Selected extract
Citation Nr: 1754149	
Decision Date: 11/28/17    Archive Date: 12/07/17

DOCKET NO.  13-31 969	)	DATE
	)
	)
On appeal from the
Department of Veterans Affairs Regional Office in Providence, Rhode Island


THE ISSUE

Entitlement to an initial compensable rating prior to December 10, 2014; an evaluation in excess of 20 percent from December 10, 2014 to December 22, 2015; and an evaluation in excess of 10 percent since December 22, 2015 for bilateral hearing loss.


REPRESENTATION

Veteran represented by:	Disabled American Veterans


WITNESS AT HEARING ON APPEAL

Veteran


ATTORNEY FOR THE BOARD

S. Freeman, Associate Counsel
INTRODUCTION

The Veteran served had active duty service from July 1964 to July 1967.

This matter comes before the Board of Veterans' Appeals (Board) on appeal from a July 2013 rating decision by the Department of Veterans Affairs (VA) Regional Office (RO) in Providence, Rhode Island, which awarded service connection for bilateral hearing loss and assigned a noncompensable evaluation for that disability effective November 16, 2012.

The Veteran testified at a Board hearing conducted at the RO before the undersigned Veterans Law Judge (VLJ) in May 2015.  A transcript of that hearing is of record.

The Board remanded the claim in October 2015 for additional development.


FINDINGS OF FACT

1. Prior to December 10, 2014 the competent and probative evidence of record demonstrates that the Veteran's bilateral hearing loss was manifested by Level I hearing acuity in the right ear and Level I acuity in the left ear; worse hearing has not been shown.

2. Beginning December 10, 2014 to December 22, 2015, the competent and probative evidence of record demonstrates that the Veteran's bilateral hearing loss was manifested by Level IV hearing acuity in the right ear and Level VI hearing acuity in the left ear, worse hearing has not been shown.

3. Beginning December 22, 2015, the competent and probative evidence of record demonstrates that the Veteran's bilateral hearing loss was manifested by Level IV hearing acuity in the right ear and Level V hearing acuity in the left ear.

CONCLUSIONS OF LAW

1. Prior to December 10, 2014, the criteria for a compensable disability rating for bilateral hearing loss have not been met.  38 U.S.C.A. § 1155 (West 2014); 38 C.F.R. §§ 4.85, Diagnostic Code 6100, 4.86(a) (2017).

Work order A
For each of the three periods covered by the findings of fact in the hearing loss decision, give the hearing acuity level for each ear.
Work order B
According to the hearing loss decision, in what month and year did the Veteran testify at a Board hearing?
The entries that follow have no connection to the hearing loss decision.

Supplied entries

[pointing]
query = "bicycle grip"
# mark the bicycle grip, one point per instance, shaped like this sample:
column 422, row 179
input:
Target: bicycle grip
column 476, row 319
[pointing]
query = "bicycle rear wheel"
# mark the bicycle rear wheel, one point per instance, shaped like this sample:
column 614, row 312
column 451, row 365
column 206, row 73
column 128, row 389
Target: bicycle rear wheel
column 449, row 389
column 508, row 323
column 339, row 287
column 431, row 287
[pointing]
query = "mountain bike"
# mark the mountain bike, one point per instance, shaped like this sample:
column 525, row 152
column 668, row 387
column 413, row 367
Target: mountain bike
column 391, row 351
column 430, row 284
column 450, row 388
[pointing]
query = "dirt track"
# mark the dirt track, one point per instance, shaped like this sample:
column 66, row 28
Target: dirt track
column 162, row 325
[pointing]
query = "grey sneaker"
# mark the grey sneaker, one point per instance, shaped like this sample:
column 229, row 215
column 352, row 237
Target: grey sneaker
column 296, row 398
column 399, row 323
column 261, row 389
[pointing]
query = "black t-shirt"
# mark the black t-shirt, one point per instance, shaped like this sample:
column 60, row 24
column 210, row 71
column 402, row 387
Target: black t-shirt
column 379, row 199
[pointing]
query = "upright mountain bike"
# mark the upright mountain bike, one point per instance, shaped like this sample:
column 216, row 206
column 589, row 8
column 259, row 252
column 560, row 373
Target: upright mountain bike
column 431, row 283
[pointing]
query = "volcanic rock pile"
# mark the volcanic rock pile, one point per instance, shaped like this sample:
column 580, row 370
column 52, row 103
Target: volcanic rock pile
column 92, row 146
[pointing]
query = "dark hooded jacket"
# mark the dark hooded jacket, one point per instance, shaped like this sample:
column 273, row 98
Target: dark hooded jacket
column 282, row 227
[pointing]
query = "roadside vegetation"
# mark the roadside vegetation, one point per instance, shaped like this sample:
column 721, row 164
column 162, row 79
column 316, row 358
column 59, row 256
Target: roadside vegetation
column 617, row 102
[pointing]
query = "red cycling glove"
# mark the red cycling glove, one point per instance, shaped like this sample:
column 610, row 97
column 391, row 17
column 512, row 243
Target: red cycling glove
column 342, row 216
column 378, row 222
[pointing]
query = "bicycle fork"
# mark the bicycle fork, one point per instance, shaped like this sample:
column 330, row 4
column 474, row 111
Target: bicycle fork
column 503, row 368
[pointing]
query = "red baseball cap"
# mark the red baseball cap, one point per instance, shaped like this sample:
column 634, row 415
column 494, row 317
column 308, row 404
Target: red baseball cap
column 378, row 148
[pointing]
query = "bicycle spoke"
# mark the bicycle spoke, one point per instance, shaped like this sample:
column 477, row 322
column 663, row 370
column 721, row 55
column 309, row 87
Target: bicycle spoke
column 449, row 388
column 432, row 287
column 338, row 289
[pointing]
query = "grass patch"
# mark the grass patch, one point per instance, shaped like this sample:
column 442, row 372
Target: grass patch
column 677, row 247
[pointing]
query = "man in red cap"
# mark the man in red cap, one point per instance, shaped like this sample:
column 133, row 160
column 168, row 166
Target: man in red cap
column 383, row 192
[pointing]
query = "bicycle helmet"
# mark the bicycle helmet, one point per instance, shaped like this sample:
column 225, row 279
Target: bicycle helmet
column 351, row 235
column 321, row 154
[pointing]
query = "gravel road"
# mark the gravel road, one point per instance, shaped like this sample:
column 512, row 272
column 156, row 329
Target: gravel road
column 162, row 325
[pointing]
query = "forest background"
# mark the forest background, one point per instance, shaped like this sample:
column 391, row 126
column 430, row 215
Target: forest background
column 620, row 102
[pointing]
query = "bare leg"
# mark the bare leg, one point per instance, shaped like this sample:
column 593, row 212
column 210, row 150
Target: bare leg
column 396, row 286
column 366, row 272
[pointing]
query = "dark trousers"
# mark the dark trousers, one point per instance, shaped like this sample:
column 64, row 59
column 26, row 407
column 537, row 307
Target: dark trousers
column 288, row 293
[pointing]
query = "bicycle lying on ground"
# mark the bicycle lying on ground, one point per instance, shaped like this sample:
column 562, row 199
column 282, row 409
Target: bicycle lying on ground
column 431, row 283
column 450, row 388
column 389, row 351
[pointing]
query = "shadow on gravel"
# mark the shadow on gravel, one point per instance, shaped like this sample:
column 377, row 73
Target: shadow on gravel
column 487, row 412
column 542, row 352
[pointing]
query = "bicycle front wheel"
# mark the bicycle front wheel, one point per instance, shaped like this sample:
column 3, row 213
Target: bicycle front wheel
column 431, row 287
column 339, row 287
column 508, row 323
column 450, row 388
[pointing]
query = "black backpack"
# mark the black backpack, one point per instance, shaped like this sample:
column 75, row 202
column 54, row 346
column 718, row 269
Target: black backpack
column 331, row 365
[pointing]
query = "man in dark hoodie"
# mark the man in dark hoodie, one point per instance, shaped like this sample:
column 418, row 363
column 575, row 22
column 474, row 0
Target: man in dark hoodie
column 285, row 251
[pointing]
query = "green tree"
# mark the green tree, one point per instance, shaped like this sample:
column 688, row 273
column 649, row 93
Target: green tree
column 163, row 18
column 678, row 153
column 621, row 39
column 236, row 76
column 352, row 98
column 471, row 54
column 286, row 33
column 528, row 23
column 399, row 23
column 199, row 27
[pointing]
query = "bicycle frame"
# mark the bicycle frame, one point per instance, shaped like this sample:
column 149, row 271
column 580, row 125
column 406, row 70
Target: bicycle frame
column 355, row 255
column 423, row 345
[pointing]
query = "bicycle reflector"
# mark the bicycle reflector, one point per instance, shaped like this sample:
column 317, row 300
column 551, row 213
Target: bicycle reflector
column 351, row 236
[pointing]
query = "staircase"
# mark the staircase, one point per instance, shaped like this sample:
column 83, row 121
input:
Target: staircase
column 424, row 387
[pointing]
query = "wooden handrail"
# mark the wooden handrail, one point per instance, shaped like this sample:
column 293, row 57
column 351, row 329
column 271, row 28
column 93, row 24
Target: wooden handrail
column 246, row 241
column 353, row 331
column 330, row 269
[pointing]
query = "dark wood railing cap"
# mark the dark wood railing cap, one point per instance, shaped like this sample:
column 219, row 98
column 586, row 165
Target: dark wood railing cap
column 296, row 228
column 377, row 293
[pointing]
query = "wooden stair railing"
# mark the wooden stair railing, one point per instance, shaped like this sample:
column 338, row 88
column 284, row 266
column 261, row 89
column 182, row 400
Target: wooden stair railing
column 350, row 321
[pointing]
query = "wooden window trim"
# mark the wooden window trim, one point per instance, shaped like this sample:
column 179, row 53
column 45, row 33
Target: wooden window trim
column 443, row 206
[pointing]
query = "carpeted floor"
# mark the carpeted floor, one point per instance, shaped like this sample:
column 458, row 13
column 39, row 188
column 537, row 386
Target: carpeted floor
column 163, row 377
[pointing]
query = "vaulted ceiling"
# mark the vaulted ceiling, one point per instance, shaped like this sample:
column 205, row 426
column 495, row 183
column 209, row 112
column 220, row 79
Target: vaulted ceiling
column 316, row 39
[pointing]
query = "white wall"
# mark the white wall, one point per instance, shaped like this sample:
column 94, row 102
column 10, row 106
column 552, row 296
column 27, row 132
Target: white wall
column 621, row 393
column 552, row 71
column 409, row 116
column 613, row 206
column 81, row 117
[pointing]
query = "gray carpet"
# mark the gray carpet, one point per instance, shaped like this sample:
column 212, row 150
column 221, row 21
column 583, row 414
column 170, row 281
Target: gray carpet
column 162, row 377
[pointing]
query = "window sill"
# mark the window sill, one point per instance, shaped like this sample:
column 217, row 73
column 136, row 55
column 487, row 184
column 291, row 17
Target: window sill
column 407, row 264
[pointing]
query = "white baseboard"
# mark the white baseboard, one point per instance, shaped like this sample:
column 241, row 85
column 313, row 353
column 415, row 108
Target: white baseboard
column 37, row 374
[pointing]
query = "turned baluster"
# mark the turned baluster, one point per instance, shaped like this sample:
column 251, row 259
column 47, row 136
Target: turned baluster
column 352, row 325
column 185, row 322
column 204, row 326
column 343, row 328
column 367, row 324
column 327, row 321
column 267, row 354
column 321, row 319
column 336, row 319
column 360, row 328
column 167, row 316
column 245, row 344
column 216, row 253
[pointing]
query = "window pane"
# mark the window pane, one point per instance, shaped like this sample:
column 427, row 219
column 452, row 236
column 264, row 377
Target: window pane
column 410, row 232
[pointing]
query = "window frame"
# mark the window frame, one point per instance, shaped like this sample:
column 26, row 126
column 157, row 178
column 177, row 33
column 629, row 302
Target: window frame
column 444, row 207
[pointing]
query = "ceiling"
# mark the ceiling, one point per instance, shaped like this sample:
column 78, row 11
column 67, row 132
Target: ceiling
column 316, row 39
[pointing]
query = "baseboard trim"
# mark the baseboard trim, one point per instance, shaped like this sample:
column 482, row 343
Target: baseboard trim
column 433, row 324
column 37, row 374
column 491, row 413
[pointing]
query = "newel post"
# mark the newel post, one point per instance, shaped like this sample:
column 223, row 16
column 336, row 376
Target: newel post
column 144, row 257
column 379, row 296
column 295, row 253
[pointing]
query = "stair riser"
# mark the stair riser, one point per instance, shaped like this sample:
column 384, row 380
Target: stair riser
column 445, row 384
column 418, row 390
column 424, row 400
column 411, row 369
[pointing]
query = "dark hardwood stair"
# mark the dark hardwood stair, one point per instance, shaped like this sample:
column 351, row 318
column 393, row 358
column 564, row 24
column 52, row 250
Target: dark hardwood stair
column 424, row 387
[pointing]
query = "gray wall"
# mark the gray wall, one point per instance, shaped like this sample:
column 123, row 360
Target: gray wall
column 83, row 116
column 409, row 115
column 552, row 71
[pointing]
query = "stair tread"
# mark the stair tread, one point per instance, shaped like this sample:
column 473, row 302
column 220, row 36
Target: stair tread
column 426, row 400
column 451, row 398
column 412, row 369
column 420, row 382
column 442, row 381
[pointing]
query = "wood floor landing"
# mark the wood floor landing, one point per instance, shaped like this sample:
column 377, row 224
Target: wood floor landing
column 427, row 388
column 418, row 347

Response A
- Prior to December 10, 2014: Level I in the right ear and Level I in the left ear.
- December 10, 2014 to December 22, 2015: Level IV in the right ear and Level VI in the left ear.
- Beginning December 22, 2015: Level IV in the right ear and Level V in the left ear.

Response B
May 2015